EXTRACTED MATERIAL ::
☆ ☆ ☆ ☆ ☆

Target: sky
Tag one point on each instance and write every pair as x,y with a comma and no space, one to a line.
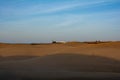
41,21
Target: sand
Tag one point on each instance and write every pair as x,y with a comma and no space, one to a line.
69,61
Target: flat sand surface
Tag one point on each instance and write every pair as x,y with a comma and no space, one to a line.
69,61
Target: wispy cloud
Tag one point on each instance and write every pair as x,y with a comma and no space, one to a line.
50,8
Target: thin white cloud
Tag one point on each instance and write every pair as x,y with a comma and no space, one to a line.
51,8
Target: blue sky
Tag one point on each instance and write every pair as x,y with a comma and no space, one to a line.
26,21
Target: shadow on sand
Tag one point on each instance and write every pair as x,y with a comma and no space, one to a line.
59,67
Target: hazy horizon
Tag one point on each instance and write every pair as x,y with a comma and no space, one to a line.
40,21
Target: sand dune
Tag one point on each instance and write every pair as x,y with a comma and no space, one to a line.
70,61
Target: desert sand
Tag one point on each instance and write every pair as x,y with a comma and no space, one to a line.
68,61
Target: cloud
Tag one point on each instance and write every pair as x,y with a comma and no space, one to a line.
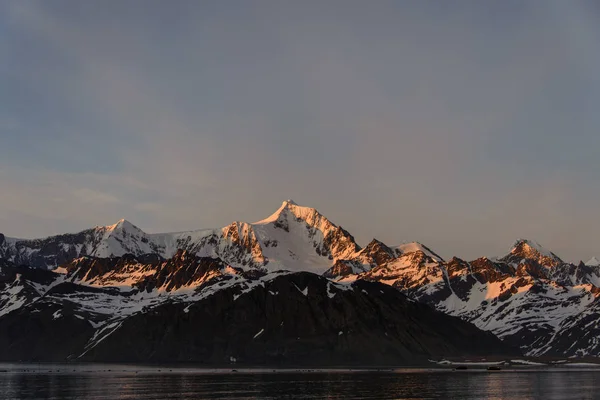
457,128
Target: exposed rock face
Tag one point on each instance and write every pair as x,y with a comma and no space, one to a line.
192,309
529,298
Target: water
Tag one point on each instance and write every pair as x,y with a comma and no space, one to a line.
19,381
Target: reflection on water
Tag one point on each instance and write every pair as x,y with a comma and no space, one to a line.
19,382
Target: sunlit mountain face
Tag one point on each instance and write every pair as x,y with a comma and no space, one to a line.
106,285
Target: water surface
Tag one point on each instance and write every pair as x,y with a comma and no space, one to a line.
19,381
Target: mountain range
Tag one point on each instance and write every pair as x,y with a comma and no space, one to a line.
292,288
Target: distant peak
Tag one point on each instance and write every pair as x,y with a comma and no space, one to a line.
525,248
412,247
121,224
290,206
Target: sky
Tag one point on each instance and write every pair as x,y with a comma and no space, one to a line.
464,125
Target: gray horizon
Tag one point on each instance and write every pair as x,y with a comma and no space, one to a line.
463,126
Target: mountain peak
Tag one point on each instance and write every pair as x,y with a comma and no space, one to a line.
121,224
593,262
529,249
290,206
412,247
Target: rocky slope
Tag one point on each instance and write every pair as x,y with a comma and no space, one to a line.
530,298
201,310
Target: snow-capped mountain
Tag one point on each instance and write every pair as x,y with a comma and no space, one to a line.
530,298
294,238
199,309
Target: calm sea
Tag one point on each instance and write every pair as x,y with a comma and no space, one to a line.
19,381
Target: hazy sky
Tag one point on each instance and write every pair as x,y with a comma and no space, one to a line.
463,125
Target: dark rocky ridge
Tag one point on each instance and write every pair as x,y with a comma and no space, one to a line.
293,319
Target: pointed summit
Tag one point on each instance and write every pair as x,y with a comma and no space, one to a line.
290,207
593,262
524,249
122,224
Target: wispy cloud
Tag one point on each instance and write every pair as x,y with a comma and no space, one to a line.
460,126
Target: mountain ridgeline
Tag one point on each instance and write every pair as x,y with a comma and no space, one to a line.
293,288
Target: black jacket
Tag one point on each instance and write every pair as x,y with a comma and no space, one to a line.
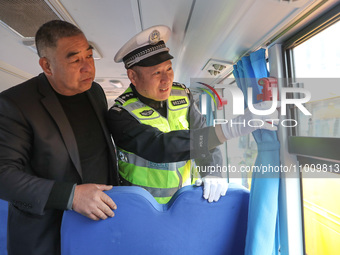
38,151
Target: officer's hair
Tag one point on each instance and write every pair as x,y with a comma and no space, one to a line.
48,34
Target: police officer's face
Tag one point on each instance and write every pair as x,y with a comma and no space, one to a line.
70,66
153,82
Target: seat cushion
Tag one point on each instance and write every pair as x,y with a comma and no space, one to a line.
188,224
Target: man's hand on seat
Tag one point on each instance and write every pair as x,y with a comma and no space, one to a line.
214,187
90,201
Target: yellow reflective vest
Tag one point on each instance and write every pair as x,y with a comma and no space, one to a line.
162,180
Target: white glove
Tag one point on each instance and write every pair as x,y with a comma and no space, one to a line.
214,187
249,122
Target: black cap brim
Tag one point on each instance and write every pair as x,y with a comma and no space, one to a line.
154,59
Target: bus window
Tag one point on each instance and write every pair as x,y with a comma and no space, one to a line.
317,63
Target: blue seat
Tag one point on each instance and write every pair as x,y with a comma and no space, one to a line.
3,227
188,224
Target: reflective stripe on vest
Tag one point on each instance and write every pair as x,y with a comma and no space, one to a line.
162,180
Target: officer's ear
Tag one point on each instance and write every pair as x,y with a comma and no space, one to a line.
45,65
132,75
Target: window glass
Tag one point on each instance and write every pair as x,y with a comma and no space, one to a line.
317,65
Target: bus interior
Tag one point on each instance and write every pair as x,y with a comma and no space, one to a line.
301,45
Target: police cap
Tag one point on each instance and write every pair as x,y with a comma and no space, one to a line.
147,48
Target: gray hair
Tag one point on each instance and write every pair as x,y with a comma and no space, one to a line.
49,33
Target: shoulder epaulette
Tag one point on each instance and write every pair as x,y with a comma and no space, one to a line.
124,97
177,84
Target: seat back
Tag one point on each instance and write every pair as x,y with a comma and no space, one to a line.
3,226
188,224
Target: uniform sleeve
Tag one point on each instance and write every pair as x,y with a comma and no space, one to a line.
152,144
24,190
214,156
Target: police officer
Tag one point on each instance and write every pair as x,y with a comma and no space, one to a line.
159,129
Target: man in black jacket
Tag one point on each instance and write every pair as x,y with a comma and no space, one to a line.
56,153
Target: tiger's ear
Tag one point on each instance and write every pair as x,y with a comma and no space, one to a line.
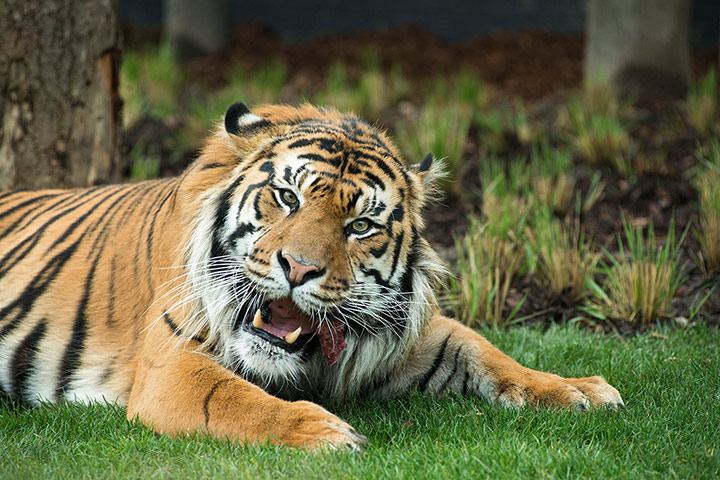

☆ ☆ ☆ ☆ ☆

Could you set down verbatim the lines from the beginning of the entries above through the line containing "Target: shadow on sand", both included, leaving out the pictures?

YOUR SOLUTION ::
Target: sky
Tag one point on each instance and write every pair as x,y with a comma and no space, one to a line.
41,21
Target: sand
Tag one point on each instance and write every pair as x,y with a comma and no space, one to a line.
69,61
Target: flat sand surface
Tag one point on each instance and write every pair as x,y with a comma and no space, one to a line.
69,61
Target: wispy cloud
Tag one point on each instance and write every pair as x,y with a comma and no space, one to a line.
50,8
Target: thin white cloud
Tag one point on each instance and write every pair as x,y with a comma and no space, one to a line.
51,8
Target: blue sky
Tag one point on each instance and write every pair as x,y with a comma and no space, one to a line.
26,21
Target: shadow on sand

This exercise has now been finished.